Stated exercise 1: Copy the Johnny Cash article from "In the nearly" up to and including "Studios in Hendersonville.", with no changes.

* Start Passage provided *

Image by Ray Tharaldson all rights reserved 2015

by Keith Ryan Cartwright
For The Tennessean

Like his father, Johnny Cash often snacked on peanuts.

For much of his adult life, he would regularly sprinkle a handful of them on his father's grave whenever he had a chance to visit after Ray Cash's death in 1985.

In the nearly 12 years since Johnny Cash died in 2003 at the age of 71, his only son, John Carter Cash, has done the same at the site that marks his own father's final resting place.

A few times a year, including Father's Day, the younger Cash pays his famous father a visit and leaves behind a few peanuts for the Man in Black.

"On a special day, once in a while — just a couple times a year because he ain't in there, to put it in a Southern way, he's just not in there — anyway I go leave peanuts on his grave," said John Carter Cash, leaning back on a kitchen chair and gazing at the ceiling at his Cash Cabin Studios in Hendersonville.

"People go to his gravesite and leave all kinds of things, and if anybody ever sees a few little peanuts, that's me or my sisters."

By the time John Carter Cash was born in 1970, his father had already established himself as one of the most influential musicians of the 20th century.

The elder Cash won nearly every major music award, as well as earning Kennedy Center Honors (1996) and the National Medal of Arts (2001), in a career that spanned parts of six decades. He is one of only 13 artists to be inducted into the country music (1980) and rock and roll (1992) halls of fame.

* End Passage provided *

Stated exercise 2: In the records, reproduce the lines from the line with "the silver sports" up to and including the line with "[0,176,48,182]", with "painted road line" changed to "lane marking" and nothing else altered. Output only those lines.

* Start Data shown *

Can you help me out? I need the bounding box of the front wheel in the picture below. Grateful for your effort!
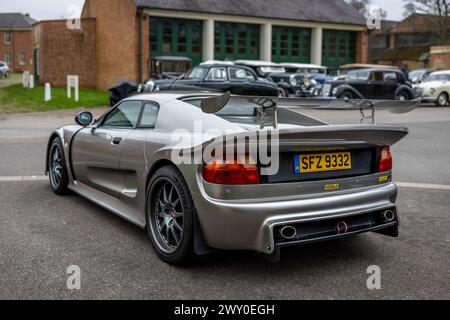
[436,92,449,107]
[47,137,69,195]
[278,88,289,98]
[146,166,195,265]
[338,91,353,100]
[396,91,410,101]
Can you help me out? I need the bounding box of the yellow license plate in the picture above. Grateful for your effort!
[294,152,352,174]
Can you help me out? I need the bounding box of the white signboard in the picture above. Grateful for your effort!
[44,83,52,101]
[67,76,80,102]
[29,74,34,89]
[22,71,30,88]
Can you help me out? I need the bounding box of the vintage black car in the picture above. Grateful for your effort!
[270,63,326,97]
[149,56,192,79]
[145,64,279,97]
[234,60,286,80]
[322,68,415,100]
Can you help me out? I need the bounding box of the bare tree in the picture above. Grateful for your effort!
[403,0,450,44]
[346,0,387,19]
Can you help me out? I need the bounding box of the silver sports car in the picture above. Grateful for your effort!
[46,92,418,264]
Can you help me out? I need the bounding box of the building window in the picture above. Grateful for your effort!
[5,52,12,64]
[214,22,260,60]
[19,51,26,66]
[372,35,388,49]
[149,17,202,64]
[5,31,12,44]
[272,26,311,63]
[396,34,414,48]
[322,30,357,68]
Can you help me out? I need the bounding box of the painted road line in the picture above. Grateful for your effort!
[0,176,450,191]
[395,182,450,190]
[0,176,48,182]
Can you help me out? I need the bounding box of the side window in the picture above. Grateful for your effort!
[103,101,142,128]
[228,68,250,81]
[371,71,384,81]
[206,68,227,81]
[384,72,397,82]
[139,102,159,128]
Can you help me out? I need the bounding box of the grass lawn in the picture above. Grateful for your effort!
[0,80,109,114]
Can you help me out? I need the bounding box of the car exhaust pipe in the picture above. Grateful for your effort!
[383,210,395,222]
[280,226,297,240]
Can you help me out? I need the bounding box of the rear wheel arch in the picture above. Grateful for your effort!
[145,159,215,256]
[436,90,450,106]
[145,159,180,191]
[395,85,414,100]
[45,132,64,174]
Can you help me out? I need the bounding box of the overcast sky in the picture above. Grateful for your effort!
[0,0,403,20]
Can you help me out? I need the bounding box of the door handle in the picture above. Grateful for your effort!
[111,137,122,145]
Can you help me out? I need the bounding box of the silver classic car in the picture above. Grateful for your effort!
[46,92,418,265]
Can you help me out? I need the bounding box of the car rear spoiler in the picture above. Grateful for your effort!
[201,92,422,129]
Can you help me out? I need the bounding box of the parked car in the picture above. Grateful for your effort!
[234,60,286,80]
[339,63,400,75]
[109,79,140,107]
[270,63,326,97]
[414,70,450,106]
[323,68,416,100]
[409,69,433,84]
[46,91,417,265]
[148,63,280,97]
[149,56,192,79]
[0,61,10,77]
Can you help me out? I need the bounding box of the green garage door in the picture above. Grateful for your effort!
[214,22,260,60]
[150,17,202,65]
[272,26,311,63]
[322,30,357,68]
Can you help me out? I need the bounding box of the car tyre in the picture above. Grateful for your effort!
[436,92,449,107]
[47,137,69,196]
[338,91,354,100]
[146,166,196,265]
[396,91,411,101]
[278,88,289,98]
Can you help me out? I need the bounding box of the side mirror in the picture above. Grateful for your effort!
[75,111,94,127]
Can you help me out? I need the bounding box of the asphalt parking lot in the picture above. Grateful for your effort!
[0,107,450,300]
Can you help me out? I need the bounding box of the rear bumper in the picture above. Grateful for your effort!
[188,170,397,255]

* End Data shown *

Output 1:
In the nearly 12 years since Johnny Cash died in 2003 at the age of 71, his only son, John Carter Cash, has done the same at the site that marks his own father's final resting place.

A few times a year, including Father's Day, the younger Cash pays his famous father a visit and leaves behind a few peanuts for the Man in Black.

"On a special day, once in a while — just a couple times a year because he ain't in there, to put it in a Southern way, he's just not in there — anyway I go leave peanuts on his grave," said John Carter Cash, leaning back on a kitchen chair and gazing at the ceiling at his Cash Cabin Studios in Hendersonville.

Output 2:
Can you help me out? I need the bounding box of the silver sports car in the picture above. Grateful for your effort!
[46,92,418,264]
Can you help me out? I need the bounding box of the building window in the picture above. Grateful for your effort!
[5,52,12,64]
[214,22,260,60]
[19,51,26,66]
[372,35,388,49]
[149,17,202,64]
[5,31,12,44]
[272,26,311,63]
[396,34,414,48]
[322,30,357,68]
Can you help me out? I need the bounding box of the lane marking in the picture above. Grateful for your effort!
[0,176,450,191]
[395,182,450,190]
[0,176,48,182]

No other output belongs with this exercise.